__TASK__
Can you revise the items below so that every "single pin" becomes "single marker", with nothing else changed and the pictures left out?

[Point placement records]
━━━━━━
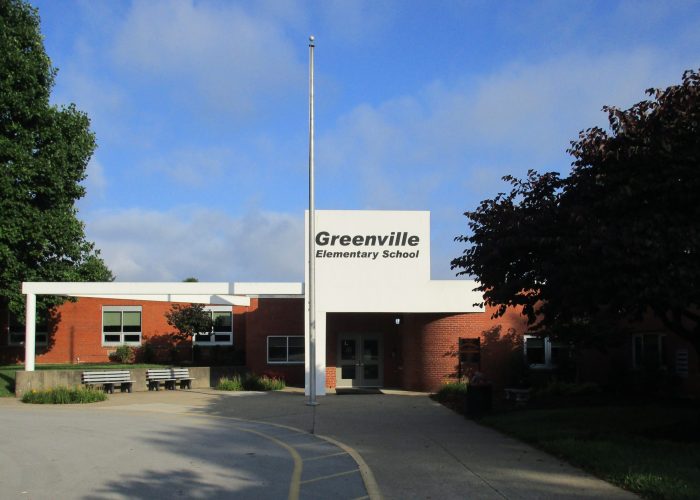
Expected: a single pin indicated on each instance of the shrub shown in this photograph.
(251, 382)
(64, 395)
(451, 390)
(230, 384)
(124, 354)
(559, 389)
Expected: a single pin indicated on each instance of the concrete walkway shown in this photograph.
(411, 446)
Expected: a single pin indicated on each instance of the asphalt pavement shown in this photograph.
(210, 444)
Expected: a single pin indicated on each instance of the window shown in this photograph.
(222, 332)
(649, 351)
(541, 352)
(121, 325)
(285, 349)
(469, 356)
(17, 338)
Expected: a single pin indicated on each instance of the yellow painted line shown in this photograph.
(370, 483)
(321, 457)
(295, 483)
(374, 493)
(330, 476)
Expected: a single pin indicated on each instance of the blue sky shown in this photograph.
(200, 110)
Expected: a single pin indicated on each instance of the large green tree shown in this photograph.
(616, 239)
(44, 152)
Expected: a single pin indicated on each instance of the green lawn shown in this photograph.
(7, 372)
(653, 451)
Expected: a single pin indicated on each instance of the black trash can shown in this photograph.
(479, 400)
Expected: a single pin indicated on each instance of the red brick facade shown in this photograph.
━━━━━━
__FINISHED EXERCISE__
Expected: a single marker indicated on each instance of the shrub shown in this photograph.
(251, 382)
(64, 395)
(451, 390)
(230, 384)
(124, 354)
(559, 389)
Expected: a single marker indicated on each instance of the concrete walkway shown in this photograph.
(411, 446)
Expected: a single marker indicated on each instance of the asphalt pavement shown in this photograph.
(210, 444)
Expected: a single marker indicated on each instance of the window shown in this photograph.
(222, 332)
(649, 351)
(541, 352)
(121, 325)
(285, 349)
(469, 356)
(17, 338)
Expected: a single marker indicated on each instance of the yellow painted line shown in this photograph.
(370, 483)
(321, 457)
(295, 483)
(374, 493)
(330, 476)
Expected: a single marker indicated on each instance of the blue sky shown in this photograph.
(200, 110)
Expected: a single marker indicated on each instance of the large green tree shown in this photograph.
(616, 239)
(44, 152)
Expected: a single marker indicated on each instance of the green lawn shown in this photograph.
(7, 372)
(653, 451)
Expected: a single marker indicated on each instance of the black trash can shown in this photograph.
(479, 400)
Expected: a single marker indicated on each instance of the red brick facade shown in this photograph.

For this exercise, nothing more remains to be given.